| What to produce |
Type out the data again. Keep every line exactly the same.

| Dataset content |
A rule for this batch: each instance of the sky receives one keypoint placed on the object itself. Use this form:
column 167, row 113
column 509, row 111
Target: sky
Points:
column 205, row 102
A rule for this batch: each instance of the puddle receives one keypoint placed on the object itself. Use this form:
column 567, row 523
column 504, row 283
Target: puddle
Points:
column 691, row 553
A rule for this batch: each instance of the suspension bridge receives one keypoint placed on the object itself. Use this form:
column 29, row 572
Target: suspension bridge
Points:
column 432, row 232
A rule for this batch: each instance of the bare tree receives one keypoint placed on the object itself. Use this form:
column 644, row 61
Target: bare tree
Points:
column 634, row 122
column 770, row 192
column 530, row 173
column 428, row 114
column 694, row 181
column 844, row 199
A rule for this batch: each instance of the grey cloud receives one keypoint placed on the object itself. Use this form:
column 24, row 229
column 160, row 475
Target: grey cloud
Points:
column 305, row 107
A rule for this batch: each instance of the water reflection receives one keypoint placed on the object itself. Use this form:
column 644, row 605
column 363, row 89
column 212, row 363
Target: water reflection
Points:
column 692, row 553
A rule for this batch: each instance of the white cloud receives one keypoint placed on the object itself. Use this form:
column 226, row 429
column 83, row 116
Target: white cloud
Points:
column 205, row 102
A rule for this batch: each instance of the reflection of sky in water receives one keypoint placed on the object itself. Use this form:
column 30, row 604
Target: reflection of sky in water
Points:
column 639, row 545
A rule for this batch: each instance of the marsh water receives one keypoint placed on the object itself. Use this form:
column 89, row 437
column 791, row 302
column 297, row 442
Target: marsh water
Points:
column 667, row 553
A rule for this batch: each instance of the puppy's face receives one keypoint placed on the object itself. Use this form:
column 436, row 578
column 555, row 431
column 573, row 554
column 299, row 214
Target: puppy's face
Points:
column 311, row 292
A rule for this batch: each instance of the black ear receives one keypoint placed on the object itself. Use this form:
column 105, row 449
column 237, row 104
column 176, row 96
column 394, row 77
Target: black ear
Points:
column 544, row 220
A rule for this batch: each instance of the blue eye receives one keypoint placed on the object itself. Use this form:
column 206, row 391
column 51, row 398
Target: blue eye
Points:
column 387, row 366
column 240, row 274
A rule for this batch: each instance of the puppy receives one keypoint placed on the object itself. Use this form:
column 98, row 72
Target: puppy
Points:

| Answer section |
A rule for this batch: each instance of the sky receives one keypoint placed on the object itself. Use this form:
column 167, row 113
column 509, row 111
Target: sky
Points:
column 205, row 102
A rule for this batch: each instance of the puddle receives one keypoint placed on the object itself. Use this form:
column 567, row 523
column 504, row 283
Target: puddle
Points:
column 691, row 553
A rule for this batch: each instance of the suspension bridge receives one keypoint placed on the object itself. Use this form:
column 29, row 572
Target: suspension bridge
Points:
column 432, row 232
A rule for this batch: each instance of the bare tree receives one keypoint placed on the object itself. Use this form:
column 644, row 61
Target: bare tree
Points:
column 634, row 122
column 770, row 192
column 530, row 173
column 428, row 114
column 694, row 181
column 844, row 199
A rule for this batch: each instance of the grey cloud receives one keypoint placed on the object itself. Use this form:
column 24, row 229
column 160, row 475
Target: grey cloud
Points:
column 305, row 107
A rule for this batch: each instance of the water reflection receives one keypoint placed on the object itself. Use this form:
column 644, row 605
column 363, row 89
column 212, row 363
Target: water reflection
Points:
column 692, row 553
A rule for this batch: each instance of the white cloud receives one keypoint placed on the object itself. Use this form:
column 226, row 429
column 83, row 116
Target: white cloud
Points:
column 205, row 102
A rule for this batch: each instance of the reflection of sky in water receives one keypoint placed on the object itself. Use this form:
column 30, row 604
Target: reflection of sky in water
Points:
column 639, row 545
A rule for this batch: each instance of the marsh water receives one keypoint placed on the object itself. Use this form:
column 89, row 437
column 791, row 302
column 297, row 442
Target: marsh water
Points:
column 667, row 553
A rule for this batch: each instance of the puppy's face receives one keypoint placed on the object itself. Use this form:
column 436, row 578
column 555, row 431
column 573, row 554
column 299, row 214
Target: puppy's face
Points:
column 311, row 292
A rule for this batch: each instance of the black ear receives one keypoint placed on the object itself. Use this form:
column 105, row 449
column 237, row 104
column 176, row 96
column 394, row 77
Target: black ear
Points:
column 544, row 220
A rule for this batch: each instance of the blue eye receives one keypoint placed on the object itself. Use this form:
column 206, row 391
column 51, row 398
Target: blue eye
Points:
column 387, row 366
column 240, row 274
A rule for this batch: each instance of the puppy receives one keypoint placed on the object itself. Use this form:
column 98, row 72
Target: puppy
Points:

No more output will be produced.